====== DOCUMENT PASSAGE
The delay in publishing the order, she added, had been a critical miscalculation. “He hesitated and hesitated and hesitated. He has put us in a dangerous situation. Numerous people will die because our governor hesitated,” she said.

The question now is what consequence the order will have, and whether it has come too late to significantly alter experts’ predictions of a spike in deaths in Florida. On Thursday the University of Washington’s institute for health was still predicting cases in the state would crest in early May, but increased its projected peak daily death toll from 136 to 175, a rate that would lead to about 7,000 deaths by mid-June.

“We are trying to plan for a tsunami on the horizon that everybody is hoping is going to miss our island but is bearing straight down on us,” said Dr Kayser Enneking, professor of anesthesiology at the University of Florida’s department of medicine.

“The response we’ve seen from the state and federal governments has been based not on science but the gut of our leaders. The number of cases in Florida is on the exponential rise, but the lack of testing has impacted our ability to predict where we are in this crisis.”
============
BRIEF 1: Write out the stretch of the passage on Florida's delayed order from "The delay in" through "deaths by mid-June.".
BRIEF 2: Put this sentence from the passage on Florida's delayed order into Spanish: "The question now is what consequence the order will have, and whether it has come too late to significantly alter experts’ predictions of a spike in deaths in Florida."
====== EXTRACTED ENTRIES
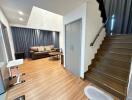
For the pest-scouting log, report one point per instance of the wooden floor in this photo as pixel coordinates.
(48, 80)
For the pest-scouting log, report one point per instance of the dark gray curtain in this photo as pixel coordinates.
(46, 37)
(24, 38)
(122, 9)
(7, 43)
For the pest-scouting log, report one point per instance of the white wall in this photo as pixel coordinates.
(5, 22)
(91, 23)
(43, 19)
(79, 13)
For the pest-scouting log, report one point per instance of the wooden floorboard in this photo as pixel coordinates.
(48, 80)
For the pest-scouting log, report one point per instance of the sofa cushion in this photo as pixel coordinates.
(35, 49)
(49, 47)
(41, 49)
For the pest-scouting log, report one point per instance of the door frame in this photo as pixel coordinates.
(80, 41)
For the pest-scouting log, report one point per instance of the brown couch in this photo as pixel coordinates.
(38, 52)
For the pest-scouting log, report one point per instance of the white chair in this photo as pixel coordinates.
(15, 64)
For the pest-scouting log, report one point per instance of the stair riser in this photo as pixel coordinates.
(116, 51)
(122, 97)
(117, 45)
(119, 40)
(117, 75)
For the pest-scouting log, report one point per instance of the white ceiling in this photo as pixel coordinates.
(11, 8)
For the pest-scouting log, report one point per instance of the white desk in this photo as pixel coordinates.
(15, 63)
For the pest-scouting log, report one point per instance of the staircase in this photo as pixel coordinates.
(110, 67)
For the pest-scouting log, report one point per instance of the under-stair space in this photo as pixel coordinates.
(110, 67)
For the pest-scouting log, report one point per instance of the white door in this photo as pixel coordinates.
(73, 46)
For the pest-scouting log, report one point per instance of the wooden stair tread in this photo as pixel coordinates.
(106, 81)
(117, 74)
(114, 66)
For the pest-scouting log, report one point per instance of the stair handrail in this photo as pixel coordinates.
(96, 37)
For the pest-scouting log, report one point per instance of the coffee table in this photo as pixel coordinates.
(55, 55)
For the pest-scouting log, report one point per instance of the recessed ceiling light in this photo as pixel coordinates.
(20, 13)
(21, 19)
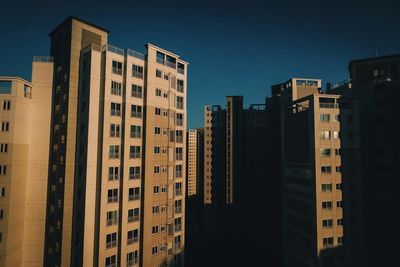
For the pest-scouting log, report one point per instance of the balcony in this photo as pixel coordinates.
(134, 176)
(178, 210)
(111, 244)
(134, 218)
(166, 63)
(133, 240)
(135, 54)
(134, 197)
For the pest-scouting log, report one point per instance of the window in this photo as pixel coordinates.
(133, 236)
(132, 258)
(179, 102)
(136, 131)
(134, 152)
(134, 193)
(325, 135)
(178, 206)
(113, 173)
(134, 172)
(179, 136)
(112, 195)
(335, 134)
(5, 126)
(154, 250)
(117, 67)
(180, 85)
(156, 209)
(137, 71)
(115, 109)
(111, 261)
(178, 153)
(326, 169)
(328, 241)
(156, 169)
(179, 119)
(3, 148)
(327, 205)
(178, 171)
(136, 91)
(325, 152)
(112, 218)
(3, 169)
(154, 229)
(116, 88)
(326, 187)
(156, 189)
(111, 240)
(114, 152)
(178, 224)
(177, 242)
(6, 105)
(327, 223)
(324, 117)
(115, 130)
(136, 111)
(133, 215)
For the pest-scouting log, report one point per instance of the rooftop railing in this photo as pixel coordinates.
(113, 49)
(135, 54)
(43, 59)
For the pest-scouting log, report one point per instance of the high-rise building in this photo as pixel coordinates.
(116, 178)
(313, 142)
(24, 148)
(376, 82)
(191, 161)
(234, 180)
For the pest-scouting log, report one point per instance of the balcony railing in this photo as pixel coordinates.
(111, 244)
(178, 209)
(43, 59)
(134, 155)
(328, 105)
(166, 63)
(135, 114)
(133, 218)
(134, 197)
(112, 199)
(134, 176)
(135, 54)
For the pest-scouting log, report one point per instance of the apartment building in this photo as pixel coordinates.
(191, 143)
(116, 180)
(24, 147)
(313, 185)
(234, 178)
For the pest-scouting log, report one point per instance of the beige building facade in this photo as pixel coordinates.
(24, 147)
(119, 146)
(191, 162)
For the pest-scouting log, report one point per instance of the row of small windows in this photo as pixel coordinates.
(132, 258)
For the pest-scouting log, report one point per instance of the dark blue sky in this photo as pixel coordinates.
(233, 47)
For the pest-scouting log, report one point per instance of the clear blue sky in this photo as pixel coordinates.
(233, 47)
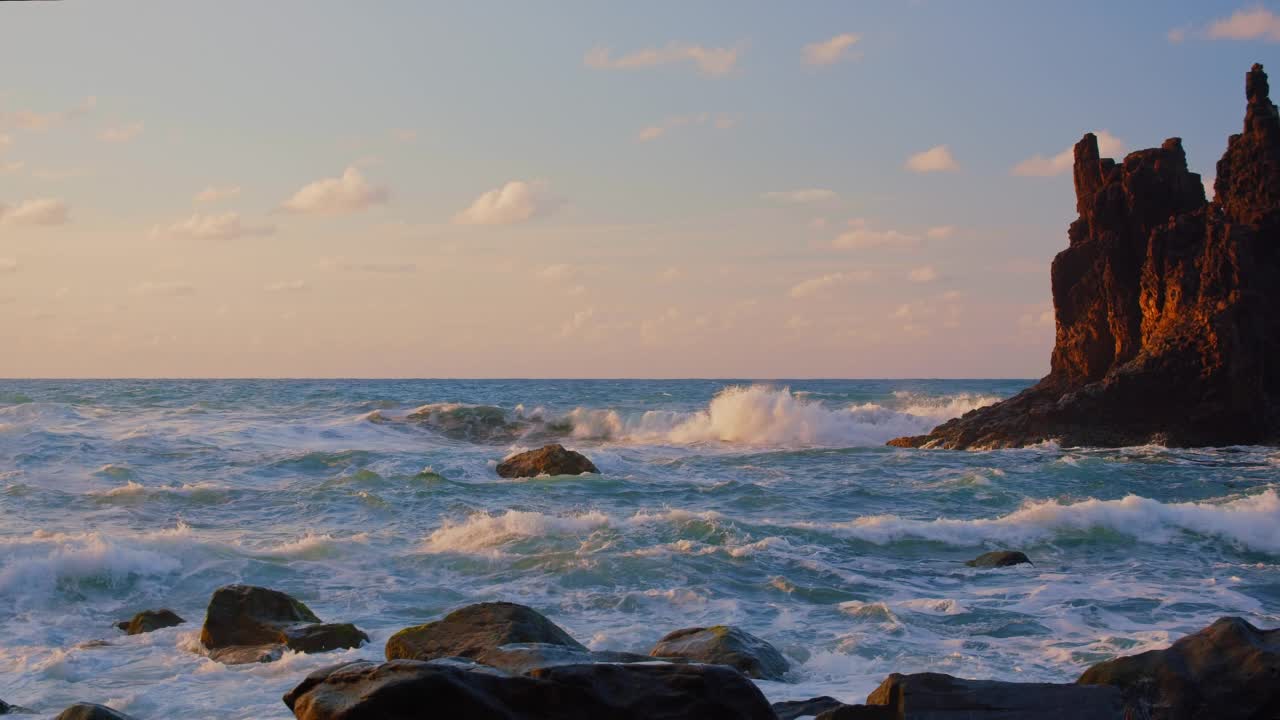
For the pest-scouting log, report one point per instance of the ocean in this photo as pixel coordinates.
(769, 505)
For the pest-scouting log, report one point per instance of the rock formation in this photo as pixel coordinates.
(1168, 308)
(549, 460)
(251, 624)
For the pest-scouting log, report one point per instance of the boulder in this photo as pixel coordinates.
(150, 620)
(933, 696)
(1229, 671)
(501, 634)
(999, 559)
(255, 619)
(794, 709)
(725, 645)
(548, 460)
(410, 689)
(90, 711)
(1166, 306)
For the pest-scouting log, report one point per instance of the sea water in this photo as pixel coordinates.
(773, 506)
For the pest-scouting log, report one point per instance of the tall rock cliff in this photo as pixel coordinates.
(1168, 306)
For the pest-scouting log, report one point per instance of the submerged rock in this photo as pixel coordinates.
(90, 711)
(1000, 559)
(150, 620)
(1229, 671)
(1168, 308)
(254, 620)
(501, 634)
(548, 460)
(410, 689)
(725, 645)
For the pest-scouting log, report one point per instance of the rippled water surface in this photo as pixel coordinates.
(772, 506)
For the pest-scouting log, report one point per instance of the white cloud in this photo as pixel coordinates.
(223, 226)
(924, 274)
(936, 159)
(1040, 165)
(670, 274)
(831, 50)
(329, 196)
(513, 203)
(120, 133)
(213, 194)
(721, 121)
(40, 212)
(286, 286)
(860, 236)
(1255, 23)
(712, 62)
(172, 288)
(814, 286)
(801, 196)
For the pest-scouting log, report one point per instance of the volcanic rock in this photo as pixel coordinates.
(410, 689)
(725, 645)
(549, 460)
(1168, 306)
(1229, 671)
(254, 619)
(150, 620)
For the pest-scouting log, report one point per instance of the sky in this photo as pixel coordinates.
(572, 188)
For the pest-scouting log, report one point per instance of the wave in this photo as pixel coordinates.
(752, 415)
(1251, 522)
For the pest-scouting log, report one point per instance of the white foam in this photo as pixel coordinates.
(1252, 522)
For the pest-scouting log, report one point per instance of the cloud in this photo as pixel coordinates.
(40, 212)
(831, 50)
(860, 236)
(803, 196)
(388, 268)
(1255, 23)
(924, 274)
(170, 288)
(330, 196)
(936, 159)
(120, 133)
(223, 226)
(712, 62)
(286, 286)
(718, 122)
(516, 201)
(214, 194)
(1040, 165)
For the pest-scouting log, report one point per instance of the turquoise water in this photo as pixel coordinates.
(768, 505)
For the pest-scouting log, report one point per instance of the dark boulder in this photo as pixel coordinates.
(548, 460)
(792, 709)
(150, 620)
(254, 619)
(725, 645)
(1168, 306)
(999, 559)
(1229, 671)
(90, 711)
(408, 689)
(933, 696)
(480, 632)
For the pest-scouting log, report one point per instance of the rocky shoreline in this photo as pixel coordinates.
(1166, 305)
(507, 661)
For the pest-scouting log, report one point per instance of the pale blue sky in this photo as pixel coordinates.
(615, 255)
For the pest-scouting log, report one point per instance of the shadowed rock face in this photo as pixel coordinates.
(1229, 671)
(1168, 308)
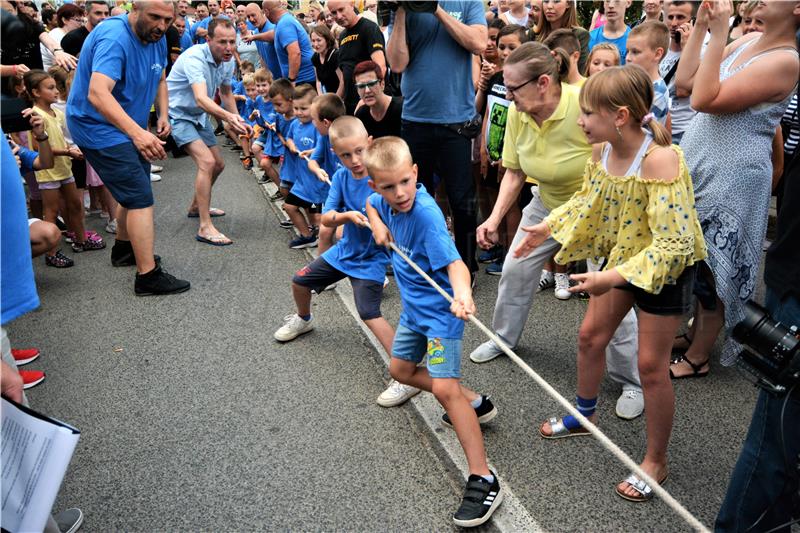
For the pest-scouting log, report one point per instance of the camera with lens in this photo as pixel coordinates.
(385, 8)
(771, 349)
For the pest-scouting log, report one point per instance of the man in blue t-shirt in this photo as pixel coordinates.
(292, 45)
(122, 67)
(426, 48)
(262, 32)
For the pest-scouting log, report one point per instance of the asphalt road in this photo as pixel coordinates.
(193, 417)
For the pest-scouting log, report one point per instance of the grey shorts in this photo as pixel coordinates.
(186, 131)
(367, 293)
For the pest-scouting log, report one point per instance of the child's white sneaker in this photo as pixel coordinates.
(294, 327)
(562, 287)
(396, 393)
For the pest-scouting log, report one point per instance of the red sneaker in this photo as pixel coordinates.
============
RESULT 1:
The delay in publishing the order, she added, had been a critical miscalculation. “He hesitated and hesitated and hesitated. He has put us in a dangerous situation. Numerous people will die because our governor hesitated,” she said.

The question now is what consequence the order will have, and whether it has come too late to significantly alter experts’ predictions of a spike in deaths in Florida. On Thursday the University of Washington’s institute for health was still predicting cases in the state would crest in early May, but increased its projected peak daily death toll from 136 to 175, a rate that would lead to about 7,000 deaths by mid-June.

RESULT 2: La cuestión ahora es qué consecuencia tendrá la orden y si ha llegado demasiado tarde para alterar de manera significativa las predicciones de los expertos sobre un aumento repentino de muertes en Florida.